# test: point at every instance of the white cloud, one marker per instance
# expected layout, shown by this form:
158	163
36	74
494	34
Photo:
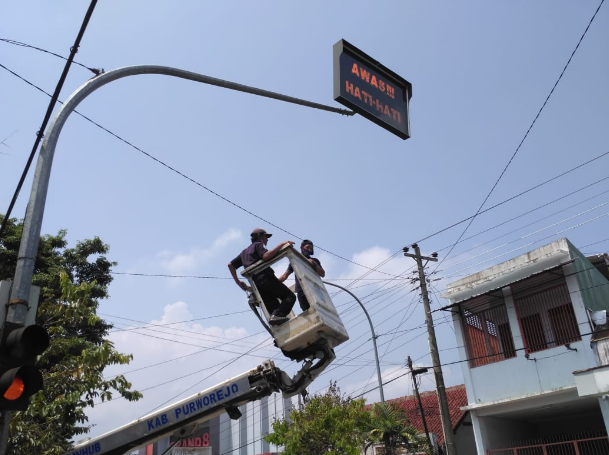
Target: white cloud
189	358
181	263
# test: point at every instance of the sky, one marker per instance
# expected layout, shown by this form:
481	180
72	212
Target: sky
480	72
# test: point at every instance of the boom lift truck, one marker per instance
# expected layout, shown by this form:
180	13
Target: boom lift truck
309	337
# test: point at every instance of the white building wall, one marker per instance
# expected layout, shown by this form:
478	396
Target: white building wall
550	369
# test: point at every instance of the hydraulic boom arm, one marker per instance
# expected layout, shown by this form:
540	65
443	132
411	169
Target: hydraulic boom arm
181	418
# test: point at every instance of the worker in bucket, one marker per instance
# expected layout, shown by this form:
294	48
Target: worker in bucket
277	297
307	250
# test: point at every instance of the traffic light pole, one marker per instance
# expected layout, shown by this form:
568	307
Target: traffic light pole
433	351
32	223
414	373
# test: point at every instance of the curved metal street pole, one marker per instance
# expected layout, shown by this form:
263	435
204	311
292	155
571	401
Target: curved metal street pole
376	354
35	210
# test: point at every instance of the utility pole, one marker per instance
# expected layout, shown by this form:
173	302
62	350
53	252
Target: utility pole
414	373
433	349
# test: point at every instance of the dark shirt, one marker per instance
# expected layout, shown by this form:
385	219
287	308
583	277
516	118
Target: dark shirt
297	287
251	255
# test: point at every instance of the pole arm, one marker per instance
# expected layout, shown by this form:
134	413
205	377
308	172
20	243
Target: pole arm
35	209
376	354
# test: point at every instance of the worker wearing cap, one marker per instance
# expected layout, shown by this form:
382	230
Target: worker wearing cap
277	297
307	250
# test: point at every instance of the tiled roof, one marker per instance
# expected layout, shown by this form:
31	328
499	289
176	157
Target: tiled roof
457	398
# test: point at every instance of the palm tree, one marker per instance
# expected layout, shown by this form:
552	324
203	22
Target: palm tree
389	425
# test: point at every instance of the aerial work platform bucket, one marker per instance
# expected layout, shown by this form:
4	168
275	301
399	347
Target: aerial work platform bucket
318	327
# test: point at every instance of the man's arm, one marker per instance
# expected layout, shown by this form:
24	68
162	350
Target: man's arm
241	284
270	254
318	268
286	274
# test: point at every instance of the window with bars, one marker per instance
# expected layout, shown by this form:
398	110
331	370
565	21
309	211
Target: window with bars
486	330
546	316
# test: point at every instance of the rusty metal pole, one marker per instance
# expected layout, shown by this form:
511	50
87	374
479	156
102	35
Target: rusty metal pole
413	373
32	223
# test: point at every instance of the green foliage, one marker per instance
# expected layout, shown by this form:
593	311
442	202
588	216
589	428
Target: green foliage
72	280
389	426
329	424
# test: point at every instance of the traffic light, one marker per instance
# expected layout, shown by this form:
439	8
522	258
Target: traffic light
19	378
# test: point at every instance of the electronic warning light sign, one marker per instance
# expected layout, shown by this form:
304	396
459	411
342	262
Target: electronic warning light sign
372	90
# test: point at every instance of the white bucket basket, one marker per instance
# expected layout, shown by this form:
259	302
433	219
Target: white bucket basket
319	324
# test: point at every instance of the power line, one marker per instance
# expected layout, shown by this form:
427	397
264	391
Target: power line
95	71
47	115
181	174
522	237
535	209
524	138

-------

Stated exercise
Copy out all of the records above word for word, leaving out the pictures.

Solution to this problem
# test: point at every instance of the white cloud, one marker per instance
# expected layout, shown by this form:
158	163
36	74
494	34
Photo:
Target: white cloud
189	358
181	263
# test: point at every instance of the sky, one marker per instance
# expected layout, shown by this form:
481	180
72	212
Target: sky
480	72
# test: point at every instance of the boom lift truck, one marker per instance
# expected layout, shown by this form:
180	13
Target: boom lift truck
309	337
# test: point at every instance of the white building wall, one marker per instance
# expected layout, shown by this form:
478	396
Target: white building wall
550	369
# test: point at every instance of the hydraulic boom arm, one marker per instance
# expected layout, shown by this form:
540	65
443	132
411	169
Target: hydraulic boom arm
181	418
# test: point at every instance of the worker in bucket, one marker per instance
# expected layout, shown by this form:
294	48
Target: worker in bucket
277	297
307	250
# test: point at every instance of the traffic light pole, one marker per instance
# expected layout, shown by this form:
568	307
Target: traffic light pole
433	351
32	223
414	373
# test: point at every instance of the curved metal street pole, one marker per instance
# expected layout, shown by this form:
263	435
204	311
292	155
571	401
Target: curved metal street pole
376	354
35	210
# test: point at every instance of the utility pole, one marker per instance
# expected layout, shown by this form:
173	302
62	350
53	252
Target: utility pole
414	373
433	349
# test: point at every instance of the dark shirt, one marker per instance
# expected layout, shown by this form:
385	219
287	308
583	277
516	118
Target: dark shirt
297	287
251	255
# test: point at every instance of the pole arm, one marker per instance
# expected layout, shown by this form:
134	413
205	377
308	172
20	243
Target: pole arm
35	209
376	354
# test: point at every instance of the worker wearing cap, one marker per instance
# expected layout, shown by this form:
382	230
Target: worker wearing cap
277	297
307	250
# test: point at every instance of the tiled roof, one marker per instance
# expected layout, shown by this form:
31	328
499	289
176	157
Target: tiled roof
457	398
# test: point at every instance of the palm tree, one marker per instance
# expected layout, shown by this form:
552	324
203	22
Target: palm tree
389	425
# test: point at every instance of the aerial work platform bucket, one marker per instance
# expected layout, shown by this form:
4	168
275	301
399	347
Target: aerial work platform bucket
318	327
# test: point at every instance of the man's arm, one marker per instance
# expected layout, shown by this form:
24	68
162	350
Target: man's arm
241	284
270	254
318	268
286	274
# test: point at every instance of the window with bars, one marker per instance
# expected layout, shown by this form:
398	110
331	370
565	21
309	211
Target: window with bars
486	330
546	316
# test: point at every instance of the rusty metal pole, one marker per instance
# expected layout, shown by this form:
511	50
87	374
479	156
102	35
Target: rusty metal pole
413	373
32	223
# test: point at every instance of the green foliage, one marker per instance
# expected layout, shown by this form:
593	311
442	202
588	216
589	428
Target: green foliage
72	280
389	426
329	424
# test: point at every instance of the traffic light, one marker per instance
# expected layout, shown by this form:
439	8
522	258
Target: traffic light
19	378
# test: point at every instance of the electronic warning light sign, one marker per instance
# expected layout, shown by this form:
304	396
459	411
342	262
Target: electronic warning light sign
372	90
# test: point at every instance of the white bucket basket, one marker per instance
# expected layout, shown by this form:
259	302
433	219
Target: white bucket basket
319	324
# test: point at every instance of the power line, one marker per instance
# expected layout, shown by this form:
427	397
264	391
Target: power line
95	71
47	115
181	174
522	237
535	209
524	138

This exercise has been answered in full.